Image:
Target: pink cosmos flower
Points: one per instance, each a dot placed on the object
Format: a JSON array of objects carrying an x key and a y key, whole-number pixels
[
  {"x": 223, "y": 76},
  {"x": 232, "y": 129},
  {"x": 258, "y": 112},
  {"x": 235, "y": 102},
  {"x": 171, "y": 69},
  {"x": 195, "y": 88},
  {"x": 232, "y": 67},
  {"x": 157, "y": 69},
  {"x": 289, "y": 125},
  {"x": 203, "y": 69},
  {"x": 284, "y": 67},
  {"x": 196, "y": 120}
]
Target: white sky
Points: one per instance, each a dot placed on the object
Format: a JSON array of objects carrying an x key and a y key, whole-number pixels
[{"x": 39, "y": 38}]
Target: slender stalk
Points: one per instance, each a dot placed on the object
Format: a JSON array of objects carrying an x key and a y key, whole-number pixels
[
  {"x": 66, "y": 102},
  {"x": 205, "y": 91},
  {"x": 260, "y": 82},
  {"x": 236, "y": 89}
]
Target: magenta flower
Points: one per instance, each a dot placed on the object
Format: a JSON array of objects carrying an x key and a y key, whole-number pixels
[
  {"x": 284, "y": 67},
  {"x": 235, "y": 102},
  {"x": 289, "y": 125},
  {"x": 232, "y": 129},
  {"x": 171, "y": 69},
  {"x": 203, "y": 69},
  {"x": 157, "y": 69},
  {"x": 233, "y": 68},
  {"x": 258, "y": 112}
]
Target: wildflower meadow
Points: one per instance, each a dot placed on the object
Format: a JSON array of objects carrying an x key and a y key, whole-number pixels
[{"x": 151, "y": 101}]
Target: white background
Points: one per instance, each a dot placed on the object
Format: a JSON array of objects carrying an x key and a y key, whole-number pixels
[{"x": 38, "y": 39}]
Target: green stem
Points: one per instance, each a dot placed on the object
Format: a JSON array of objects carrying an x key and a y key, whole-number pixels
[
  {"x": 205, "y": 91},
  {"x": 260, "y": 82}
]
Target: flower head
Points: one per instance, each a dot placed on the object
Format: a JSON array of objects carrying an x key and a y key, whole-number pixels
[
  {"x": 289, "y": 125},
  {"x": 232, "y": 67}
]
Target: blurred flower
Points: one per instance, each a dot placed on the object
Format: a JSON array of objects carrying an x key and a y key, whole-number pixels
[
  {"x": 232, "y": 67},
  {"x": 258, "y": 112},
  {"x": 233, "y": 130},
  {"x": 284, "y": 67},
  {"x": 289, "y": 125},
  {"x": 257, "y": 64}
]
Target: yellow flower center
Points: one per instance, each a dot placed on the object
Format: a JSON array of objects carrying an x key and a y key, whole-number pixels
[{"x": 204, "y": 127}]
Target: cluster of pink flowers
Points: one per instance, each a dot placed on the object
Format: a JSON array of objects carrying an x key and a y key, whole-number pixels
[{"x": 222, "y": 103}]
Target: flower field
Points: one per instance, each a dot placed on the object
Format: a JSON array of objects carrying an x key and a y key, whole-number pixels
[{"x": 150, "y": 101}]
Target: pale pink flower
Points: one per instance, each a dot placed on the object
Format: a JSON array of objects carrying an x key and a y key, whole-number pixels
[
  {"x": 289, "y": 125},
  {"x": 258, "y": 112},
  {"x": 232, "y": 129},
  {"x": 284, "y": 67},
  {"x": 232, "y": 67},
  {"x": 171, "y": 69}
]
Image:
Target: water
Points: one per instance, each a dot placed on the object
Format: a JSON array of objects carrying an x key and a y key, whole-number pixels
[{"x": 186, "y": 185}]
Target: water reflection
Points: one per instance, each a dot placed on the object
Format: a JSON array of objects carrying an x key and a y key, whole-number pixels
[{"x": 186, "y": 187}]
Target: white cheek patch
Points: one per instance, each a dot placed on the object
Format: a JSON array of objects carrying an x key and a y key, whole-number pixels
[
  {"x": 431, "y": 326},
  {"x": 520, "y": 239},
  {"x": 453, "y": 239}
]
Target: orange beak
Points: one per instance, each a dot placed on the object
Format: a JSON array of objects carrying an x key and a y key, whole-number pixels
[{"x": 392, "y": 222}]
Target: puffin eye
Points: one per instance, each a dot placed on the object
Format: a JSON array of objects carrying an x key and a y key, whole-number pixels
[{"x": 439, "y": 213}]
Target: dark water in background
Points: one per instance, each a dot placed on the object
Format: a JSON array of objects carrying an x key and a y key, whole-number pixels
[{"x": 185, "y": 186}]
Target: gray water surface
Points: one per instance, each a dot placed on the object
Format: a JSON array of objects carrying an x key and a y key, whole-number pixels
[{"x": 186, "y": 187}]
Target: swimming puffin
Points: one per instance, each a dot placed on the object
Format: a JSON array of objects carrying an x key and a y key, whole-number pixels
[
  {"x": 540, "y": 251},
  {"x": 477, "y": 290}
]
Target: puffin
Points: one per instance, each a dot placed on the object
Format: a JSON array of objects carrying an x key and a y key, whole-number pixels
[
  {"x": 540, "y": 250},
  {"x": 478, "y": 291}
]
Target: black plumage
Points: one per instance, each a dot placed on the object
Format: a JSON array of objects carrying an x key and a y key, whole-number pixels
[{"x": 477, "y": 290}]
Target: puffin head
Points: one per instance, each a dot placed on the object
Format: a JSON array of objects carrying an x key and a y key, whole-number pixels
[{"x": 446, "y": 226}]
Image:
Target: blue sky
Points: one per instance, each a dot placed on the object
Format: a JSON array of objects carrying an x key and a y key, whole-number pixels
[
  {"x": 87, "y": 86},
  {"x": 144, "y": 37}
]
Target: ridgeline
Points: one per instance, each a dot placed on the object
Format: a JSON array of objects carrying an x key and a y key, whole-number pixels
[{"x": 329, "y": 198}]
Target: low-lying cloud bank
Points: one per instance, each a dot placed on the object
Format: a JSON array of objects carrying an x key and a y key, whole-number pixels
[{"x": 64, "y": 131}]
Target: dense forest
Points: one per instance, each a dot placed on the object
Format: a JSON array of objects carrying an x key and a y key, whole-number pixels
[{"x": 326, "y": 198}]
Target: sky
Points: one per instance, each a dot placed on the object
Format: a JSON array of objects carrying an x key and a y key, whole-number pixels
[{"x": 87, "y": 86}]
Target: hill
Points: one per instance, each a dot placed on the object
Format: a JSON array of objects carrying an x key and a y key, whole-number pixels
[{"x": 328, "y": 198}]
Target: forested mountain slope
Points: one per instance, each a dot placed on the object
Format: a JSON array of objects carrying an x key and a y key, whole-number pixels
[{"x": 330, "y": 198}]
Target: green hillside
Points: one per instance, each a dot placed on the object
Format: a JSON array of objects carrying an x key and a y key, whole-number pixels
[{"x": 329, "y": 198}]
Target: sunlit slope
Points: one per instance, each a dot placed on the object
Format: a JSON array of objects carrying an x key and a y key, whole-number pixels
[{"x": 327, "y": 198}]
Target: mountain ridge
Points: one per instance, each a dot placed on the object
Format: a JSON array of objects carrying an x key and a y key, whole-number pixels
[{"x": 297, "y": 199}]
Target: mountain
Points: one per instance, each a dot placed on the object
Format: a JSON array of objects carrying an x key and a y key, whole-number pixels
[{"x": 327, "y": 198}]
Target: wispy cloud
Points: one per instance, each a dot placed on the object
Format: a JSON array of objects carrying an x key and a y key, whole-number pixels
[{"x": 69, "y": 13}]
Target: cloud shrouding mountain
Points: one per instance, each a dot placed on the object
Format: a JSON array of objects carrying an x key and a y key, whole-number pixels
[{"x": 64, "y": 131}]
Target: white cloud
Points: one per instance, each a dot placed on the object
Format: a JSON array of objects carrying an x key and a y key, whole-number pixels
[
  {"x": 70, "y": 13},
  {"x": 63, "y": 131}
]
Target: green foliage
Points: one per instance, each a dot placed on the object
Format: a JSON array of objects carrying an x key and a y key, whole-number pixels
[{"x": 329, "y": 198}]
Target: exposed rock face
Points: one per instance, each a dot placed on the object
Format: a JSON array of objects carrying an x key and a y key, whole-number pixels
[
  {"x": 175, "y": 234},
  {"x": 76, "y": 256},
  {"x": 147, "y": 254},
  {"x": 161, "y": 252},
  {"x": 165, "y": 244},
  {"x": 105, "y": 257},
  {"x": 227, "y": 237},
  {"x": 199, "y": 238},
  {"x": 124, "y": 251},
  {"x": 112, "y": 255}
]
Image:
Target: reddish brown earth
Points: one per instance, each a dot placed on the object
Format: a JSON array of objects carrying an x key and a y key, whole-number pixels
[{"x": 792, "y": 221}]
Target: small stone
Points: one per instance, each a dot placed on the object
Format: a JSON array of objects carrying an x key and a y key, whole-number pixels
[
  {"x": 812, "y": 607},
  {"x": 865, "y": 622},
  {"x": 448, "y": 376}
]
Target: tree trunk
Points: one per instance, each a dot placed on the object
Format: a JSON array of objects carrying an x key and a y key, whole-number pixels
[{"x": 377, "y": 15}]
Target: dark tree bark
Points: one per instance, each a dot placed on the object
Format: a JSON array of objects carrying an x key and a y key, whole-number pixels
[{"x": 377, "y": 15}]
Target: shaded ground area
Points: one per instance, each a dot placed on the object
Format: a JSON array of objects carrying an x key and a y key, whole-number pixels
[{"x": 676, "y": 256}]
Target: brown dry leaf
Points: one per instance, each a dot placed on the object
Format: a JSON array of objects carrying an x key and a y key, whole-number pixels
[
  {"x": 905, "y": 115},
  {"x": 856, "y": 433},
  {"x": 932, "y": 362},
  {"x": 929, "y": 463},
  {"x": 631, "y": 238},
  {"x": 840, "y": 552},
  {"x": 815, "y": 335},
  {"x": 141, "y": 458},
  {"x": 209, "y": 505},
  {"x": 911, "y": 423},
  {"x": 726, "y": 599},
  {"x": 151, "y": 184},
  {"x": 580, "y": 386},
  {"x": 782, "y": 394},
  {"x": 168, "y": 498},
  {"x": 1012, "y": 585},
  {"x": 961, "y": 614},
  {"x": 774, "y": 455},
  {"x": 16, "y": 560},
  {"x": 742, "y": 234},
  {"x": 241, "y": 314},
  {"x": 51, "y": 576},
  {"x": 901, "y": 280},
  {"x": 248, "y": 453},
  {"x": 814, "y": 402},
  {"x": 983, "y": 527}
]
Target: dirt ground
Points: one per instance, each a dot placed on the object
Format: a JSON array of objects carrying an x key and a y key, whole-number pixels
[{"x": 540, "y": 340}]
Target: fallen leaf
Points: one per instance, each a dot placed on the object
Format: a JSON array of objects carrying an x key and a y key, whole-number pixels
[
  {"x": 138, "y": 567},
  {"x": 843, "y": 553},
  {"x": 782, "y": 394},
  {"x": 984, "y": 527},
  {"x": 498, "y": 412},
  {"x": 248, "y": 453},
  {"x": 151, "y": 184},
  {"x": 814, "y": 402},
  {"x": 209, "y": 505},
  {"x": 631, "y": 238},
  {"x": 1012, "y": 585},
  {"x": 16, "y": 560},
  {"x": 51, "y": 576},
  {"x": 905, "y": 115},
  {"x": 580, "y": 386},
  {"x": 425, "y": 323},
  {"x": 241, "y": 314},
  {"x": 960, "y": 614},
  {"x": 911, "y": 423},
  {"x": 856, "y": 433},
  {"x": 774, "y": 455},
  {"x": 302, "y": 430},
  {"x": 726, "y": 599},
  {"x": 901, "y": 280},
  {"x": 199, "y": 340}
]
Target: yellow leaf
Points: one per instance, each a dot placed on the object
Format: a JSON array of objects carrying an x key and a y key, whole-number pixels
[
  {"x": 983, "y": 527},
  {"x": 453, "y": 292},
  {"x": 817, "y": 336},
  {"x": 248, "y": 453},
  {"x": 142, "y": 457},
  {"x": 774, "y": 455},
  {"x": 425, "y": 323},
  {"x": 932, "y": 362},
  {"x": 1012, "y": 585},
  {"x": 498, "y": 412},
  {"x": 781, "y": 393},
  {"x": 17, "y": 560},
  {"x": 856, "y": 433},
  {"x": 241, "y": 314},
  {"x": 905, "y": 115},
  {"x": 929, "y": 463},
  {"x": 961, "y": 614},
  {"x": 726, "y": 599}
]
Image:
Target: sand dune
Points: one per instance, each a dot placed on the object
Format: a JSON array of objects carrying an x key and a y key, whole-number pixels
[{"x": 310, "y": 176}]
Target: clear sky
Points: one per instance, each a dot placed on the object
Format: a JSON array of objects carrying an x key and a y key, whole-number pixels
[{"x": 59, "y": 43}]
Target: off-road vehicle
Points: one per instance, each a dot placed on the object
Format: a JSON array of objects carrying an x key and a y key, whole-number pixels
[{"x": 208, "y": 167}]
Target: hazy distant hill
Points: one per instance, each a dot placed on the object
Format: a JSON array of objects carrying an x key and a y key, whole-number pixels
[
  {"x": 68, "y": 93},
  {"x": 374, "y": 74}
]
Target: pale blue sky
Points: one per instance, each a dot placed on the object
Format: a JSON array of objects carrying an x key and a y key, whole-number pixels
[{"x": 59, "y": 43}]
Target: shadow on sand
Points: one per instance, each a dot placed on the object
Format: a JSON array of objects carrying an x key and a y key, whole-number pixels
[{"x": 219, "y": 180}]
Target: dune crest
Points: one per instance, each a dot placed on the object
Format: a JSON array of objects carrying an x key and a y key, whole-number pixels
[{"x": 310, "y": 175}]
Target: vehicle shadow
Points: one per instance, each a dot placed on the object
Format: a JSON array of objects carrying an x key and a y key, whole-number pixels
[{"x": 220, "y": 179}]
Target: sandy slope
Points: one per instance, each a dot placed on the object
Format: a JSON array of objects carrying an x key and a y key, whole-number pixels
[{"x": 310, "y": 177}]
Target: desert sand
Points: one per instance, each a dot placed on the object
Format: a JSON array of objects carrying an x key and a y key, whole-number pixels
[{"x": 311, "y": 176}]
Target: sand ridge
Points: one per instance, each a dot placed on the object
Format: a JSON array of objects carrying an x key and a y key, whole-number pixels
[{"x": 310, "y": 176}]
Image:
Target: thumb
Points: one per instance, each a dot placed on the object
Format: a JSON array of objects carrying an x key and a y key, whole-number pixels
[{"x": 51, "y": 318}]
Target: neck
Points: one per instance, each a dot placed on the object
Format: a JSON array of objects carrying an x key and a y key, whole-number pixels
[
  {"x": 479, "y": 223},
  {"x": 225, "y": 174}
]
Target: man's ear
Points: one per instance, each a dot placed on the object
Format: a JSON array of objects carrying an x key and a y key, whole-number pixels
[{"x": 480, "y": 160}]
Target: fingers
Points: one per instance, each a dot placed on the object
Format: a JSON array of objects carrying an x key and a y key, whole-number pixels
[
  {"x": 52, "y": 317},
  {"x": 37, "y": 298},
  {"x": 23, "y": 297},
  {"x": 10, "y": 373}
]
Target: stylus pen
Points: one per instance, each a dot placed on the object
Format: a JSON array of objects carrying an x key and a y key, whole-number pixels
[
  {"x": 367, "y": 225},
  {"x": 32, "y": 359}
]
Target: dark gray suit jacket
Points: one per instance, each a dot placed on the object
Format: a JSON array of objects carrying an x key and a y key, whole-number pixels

———

= Problem to work on =
Rewrite the lines above, starting at the line containing "Target: dark gray suit jacket" and ending at the end of the records, with "dark gray" replaced by "charcoal" and everything else unchanged.

= Answer in full =
Target: charcoal suit jacket
Points: one per instance, each a dot placed on the object
Format: a JSON array of objects carrying an x key and a y key, whole-number pixels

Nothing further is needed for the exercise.